*Exercise instructions*:
The data below holds a line containing "Phrase -- truck windshield" and a line containing "Phrase -- air conditioner unit"; please quote exactly those two lines and every line between them, and nothing else.

•••••

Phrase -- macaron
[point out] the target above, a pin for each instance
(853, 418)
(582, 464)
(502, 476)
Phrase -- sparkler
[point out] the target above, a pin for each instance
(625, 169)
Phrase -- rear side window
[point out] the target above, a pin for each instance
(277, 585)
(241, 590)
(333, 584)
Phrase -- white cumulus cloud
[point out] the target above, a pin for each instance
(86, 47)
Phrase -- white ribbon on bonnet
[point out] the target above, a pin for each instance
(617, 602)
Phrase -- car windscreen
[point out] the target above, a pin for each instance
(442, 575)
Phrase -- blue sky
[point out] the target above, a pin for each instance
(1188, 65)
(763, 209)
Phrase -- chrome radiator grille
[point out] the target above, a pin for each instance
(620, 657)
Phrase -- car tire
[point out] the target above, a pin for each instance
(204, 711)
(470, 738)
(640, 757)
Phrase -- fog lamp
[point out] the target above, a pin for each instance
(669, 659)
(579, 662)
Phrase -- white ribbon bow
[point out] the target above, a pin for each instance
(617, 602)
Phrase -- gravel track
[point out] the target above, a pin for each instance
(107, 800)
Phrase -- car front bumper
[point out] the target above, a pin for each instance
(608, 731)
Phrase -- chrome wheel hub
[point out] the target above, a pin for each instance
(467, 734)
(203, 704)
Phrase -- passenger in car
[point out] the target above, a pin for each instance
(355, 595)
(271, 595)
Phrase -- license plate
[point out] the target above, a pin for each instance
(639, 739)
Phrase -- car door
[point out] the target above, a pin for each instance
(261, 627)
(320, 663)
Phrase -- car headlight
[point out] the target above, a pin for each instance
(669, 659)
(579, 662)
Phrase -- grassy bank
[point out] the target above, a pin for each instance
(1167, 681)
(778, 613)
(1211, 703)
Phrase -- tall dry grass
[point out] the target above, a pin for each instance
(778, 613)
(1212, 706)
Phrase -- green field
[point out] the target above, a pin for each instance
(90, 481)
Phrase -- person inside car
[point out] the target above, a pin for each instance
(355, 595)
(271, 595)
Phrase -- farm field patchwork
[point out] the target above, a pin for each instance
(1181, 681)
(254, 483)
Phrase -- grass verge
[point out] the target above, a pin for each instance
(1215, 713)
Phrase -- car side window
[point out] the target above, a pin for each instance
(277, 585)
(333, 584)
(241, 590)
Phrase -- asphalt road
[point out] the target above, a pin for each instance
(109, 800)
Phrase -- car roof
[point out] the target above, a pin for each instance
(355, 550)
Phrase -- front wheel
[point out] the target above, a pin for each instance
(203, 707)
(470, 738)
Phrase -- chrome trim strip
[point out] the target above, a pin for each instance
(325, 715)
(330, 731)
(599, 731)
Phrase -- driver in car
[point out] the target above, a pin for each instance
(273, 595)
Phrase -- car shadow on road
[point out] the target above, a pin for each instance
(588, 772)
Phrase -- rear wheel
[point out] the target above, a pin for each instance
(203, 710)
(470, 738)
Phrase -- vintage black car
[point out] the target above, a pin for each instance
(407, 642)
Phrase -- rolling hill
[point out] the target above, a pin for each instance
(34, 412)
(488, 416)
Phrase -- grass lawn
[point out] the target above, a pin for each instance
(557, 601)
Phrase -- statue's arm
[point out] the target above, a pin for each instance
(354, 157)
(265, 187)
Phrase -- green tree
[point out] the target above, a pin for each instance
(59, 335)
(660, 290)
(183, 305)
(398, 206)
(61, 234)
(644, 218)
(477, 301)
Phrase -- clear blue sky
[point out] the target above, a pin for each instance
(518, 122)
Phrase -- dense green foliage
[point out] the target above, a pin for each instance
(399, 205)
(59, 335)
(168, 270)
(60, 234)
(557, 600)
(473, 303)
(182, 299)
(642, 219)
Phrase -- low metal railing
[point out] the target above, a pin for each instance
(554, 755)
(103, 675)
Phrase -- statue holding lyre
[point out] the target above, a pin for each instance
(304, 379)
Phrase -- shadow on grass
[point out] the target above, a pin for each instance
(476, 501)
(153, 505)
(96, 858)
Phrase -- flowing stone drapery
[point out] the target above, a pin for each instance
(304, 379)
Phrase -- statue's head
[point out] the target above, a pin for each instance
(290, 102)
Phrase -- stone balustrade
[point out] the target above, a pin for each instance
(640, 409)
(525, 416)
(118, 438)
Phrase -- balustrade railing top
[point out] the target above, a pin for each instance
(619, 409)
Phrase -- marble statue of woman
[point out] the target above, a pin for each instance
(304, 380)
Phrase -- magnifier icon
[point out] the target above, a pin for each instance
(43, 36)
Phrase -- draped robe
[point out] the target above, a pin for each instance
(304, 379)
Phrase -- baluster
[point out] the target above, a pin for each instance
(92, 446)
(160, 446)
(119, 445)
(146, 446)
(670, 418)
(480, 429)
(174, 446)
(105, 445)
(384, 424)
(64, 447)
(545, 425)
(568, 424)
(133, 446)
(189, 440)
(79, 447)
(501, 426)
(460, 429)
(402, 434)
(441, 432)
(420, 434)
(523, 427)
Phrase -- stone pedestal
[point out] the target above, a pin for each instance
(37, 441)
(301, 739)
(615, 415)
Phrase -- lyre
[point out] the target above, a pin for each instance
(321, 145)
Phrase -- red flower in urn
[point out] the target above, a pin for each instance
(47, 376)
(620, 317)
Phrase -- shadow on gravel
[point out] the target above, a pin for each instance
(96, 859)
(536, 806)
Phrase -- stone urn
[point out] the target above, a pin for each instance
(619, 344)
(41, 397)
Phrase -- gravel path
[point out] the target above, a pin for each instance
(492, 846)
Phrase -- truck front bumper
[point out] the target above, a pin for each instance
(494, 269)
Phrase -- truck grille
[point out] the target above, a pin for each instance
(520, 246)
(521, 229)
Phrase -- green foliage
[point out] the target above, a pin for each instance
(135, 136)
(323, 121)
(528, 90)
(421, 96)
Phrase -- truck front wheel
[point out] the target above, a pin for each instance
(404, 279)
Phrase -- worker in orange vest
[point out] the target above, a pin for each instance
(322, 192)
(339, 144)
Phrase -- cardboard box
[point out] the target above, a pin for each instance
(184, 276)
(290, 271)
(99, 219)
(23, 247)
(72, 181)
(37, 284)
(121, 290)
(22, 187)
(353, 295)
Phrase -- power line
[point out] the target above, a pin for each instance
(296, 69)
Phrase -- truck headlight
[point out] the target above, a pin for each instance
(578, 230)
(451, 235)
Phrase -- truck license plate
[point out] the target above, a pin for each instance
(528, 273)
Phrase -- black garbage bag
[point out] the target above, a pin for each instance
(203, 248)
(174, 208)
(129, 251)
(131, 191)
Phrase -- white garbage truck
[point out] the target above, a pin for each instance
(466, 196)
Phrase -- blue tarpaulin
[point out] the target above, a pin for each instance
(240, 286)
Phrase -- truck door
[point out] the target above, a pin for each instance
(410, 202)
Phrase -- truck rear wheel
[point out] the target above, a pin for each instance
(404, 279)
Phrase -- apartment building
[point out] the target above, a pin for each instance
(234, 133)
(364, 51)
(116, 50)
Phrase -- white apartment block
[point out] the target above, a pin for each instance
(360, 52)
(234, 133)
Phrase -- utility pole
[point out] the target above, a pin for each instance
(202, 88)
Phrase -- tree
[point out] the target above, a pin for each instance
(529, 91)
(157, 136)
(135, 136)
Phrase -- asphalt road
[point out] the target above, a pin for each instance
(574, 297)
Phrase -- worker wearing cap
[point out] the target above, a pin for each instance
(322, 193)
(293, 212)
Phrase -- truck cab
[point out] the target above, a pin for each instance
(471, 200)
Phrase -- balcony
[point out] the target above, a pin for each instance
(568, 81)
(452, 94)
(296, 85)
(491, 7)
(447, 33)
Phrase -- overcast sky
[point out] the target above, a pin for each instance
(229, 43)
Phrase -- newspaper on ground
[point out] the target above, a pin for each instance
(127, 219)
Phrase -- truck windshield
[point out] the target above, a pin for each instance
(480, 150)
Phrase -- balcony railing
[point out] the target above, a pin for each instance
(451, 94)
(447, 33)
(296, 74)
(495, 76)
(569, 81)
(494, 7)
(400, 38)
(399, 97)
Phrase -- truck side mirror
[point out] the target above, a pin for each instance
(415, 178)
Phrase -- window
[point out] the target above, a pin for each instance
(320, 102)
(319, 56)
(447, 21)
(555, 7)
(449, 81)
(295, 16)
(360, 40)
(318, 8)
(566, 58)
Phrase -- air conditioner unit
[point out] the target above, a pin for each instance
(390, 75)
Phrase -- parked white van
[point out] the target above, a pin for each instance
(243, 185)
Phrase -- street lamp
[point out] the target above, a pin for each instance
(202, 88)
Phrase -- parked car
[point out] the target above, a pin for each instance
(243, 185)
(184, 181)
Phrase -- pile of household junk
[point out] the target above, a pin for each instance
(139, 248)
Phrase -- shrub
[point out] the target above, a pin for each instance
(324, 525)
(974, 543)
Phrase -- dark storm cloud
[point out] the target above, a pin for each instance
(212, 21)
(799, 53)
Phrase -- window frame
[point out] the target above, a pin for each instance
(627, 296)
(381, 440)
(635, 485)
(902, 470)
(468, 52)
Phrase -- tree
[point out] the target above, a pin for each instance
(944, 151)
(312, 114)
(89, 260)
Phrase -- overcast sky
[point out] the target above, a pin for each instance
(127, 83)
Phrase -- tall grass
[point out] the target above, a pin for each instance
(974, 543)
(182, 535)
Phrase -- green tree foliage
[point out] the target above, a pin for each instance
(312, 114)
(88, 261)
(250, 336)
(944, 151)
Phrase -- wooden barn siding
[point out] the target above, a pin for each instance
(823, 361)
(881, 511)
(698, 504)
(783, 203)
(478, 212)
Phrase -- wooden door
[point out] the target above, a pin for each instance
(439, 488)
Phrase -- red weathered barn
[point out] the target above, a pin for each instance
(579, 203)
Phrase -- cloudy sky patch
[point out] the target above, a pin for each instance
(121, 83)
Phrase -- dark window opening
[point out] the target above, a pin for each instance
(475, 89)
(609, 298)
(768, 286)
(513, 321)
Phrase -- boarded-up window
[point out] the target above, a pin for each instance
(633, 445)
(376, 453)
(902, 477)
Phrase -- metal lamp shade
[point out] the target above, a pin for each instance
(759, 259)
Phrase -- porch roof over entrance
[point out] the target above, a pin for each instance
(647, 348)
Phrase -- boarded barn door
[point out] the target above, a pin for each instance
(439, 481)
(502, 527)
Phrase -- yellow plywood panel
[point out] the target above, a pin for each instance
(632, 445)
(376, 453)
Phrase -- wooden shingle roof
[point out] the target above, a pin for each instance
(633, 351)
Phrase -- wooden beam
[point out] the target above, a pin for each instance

•••••

*Written answer*:
Phrase -- truck windshield
[point out] the target above, a pin for each instance
(480, 150)
Phrase -- balcony railing
[point out] the target above, a pin for each instance
(451, 94)
(447, 33)
(296, 74)
(495, 76)
(569, 81)
(494, 7)
(400, 38)
(399, 97)
Phrase -- truck side mirror
[point out] the target above, a pin for each instance
(415, 178)
Phrase -- window
[point out] the target above, a pin for each instance
(320, 102)
(319, 56)
(447, 21)
(555, 7)
(449, 81)
(295, 16)
(360, 40)
(318, 8)
(566, 58)
Phrase -- air conditioner unit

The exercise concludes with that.